* [The problem] According to the post below on the MMR vaccine and autism, in what year did Andrew Wakefield publish his study in The Lancet?
:: Document extract ::
Not that it should come as any surprise to anyone who is not a shivering denizen of King Denial, but a new study confirms what we already knew. Namely, that there is no link between the MMR link and autism. Links and commentary below the fold:
To recap what we know:
In 1998, Andrew Wakefield published a study in the British medical journal The Lancet, it which he claimed to have found evidence of a link between the MMR vaccine and autism. Of course, as we now know, the so-called study was fraudulent, and Wakefield had links with attorneys who were trying to make "hay" out of these claims. For well over a decade, this fear dominated much of the family and charitable community, damaging lives and wasting millions of dollars.
I have been watching this so-called debate all along, as the father of a boy who was diagnosed in 2001. I read every medical paper and study, and long before Wakefield was exposed as a fraud, concluded that the weight of evidence overwhelmingly demonstrated that his study was, at best, an anomaly.
But the anti-vaxxers, much like the creationists, just won't give up. And whenever one avenue of assertion was shut down, they quickly moved to another. One of the latest moves was claim that children who were at higher risk (e.g. had an older autistic sibling), would be prone to autism after taking the MMR regime.
:::
:: Records shown ::
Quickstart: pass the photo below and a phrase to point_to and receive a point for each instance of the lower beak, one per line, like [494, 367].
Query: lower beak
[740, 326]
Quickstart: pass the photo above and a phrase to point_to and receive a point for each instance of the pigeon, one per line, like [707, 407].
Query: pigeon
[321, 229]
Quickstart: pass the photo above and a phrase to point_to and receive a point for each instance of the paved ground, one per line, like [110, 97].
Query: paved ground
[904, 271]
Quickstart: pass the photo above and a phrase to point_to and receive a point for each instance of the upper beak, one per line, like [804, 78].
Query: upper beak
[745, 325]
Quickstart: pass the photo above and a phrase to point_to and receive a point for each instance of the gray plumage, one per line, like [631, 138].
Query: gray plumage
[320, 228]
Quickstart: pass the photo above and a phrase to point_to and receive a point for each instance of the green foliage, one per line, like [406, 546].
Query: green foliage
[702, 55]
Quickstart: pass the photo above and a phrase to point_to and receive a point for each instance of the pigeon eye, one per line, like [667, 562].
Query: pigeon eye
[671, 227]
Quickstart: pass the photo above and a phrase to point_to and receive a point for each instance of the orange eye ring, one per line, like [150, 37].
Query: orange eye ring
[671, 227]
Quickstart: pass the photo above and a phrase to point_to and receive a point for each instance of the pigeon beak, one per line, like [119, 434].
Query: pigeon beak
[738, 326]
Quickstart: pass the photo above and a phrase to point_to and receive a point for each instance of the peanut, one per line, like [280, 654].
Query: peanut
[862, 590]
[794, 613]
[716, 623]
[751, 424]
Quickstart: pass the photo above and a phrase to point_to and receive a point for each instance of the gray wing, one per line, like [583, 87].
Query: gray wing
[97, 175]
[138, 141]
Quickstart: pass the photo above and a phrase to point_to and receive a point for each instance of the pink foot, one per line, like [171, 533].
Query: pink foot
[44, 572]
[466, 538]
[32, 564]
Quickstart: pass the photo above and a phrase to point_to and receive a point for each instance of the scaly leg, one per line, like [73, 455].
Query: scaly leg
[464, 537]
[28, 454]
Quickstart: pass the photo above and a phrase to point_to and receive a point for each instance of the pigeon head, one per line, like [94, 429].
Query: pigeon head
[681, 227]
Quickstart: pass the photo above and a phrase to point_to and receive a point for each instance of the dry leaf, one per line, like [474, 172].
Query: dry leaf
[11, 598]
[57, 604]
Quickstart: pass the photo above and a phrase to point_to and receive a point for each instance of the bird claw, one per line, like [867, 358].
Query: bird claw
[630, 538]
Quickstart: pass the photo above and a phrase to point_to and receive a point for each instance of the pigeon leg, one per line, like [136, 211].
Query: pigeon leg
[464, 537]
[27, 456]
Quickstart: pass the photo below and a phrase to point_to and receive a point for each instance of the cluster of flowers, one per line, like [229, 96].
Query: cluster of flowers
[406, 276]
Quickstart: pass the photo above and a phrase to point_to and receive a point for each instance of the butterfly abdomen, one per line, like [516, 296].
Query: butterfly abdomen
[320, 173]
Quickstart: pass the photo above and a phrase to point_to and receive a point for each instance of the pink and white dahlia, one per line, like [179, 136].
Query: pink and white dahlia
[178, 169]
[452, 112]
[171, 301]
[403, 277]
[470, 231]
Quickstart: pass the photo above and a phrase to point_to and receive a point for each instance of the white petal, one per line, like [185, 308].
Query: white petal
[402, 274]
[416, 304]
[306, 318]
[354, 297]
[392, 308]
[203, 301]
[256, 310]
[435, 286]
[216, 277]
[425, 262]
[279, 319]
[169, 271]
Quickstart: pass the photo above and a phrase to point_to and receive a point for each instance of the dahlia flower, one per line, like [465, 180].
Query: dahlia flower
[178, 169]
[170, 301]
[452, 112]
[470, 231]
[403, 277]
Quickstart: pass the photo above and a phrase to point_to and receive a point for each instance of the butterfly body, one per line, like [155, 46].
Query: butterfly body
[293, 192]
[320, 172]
:::
* [Task answer] 1998